Task => Extract every line from the rows below that contains the string "railing", copying each one in full. Match case exactly.

Stored records =>

>> start

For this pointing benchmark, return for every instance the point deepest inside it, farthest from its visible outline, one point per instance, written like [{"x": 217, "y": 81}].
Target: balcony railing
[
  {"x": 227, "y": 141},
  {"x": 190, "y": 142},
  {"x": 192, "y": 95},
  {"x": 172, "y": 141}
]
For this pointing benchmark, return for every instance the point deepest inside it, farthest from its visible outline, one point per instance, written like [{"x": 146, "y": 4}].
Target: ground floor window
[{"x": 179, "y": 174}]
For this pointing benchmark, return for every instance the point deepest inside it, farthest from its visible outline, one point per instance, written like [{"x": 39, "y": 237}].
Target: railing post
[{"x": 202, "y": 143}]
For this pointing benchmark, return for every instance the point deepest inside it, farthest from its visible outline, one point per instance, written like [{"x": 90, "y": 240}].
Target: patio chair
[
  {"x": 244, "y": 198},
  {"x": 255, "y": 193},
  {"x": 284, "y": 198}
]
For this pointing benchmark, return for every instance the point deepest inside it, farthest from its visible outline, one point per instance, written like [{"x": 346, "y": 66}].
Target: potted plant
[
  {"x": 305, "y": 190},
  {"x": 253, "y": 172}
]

>> end
>> start

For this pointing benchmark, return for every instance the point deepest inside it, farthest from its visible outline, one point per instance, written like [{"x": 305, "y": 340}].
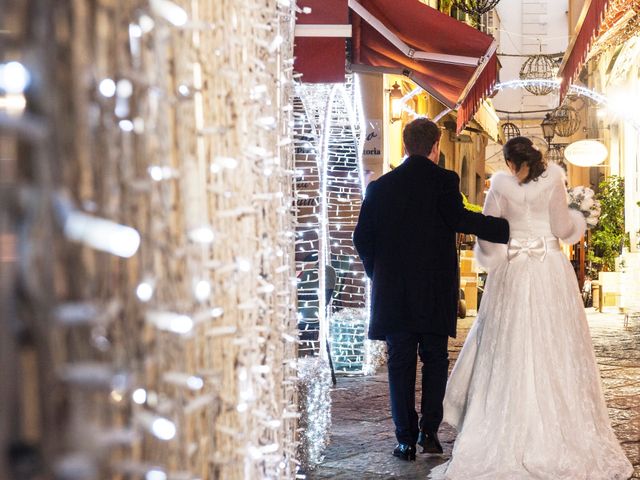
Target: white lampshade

>> end

Correct answer =>
Target: balcony railing
Target: railing post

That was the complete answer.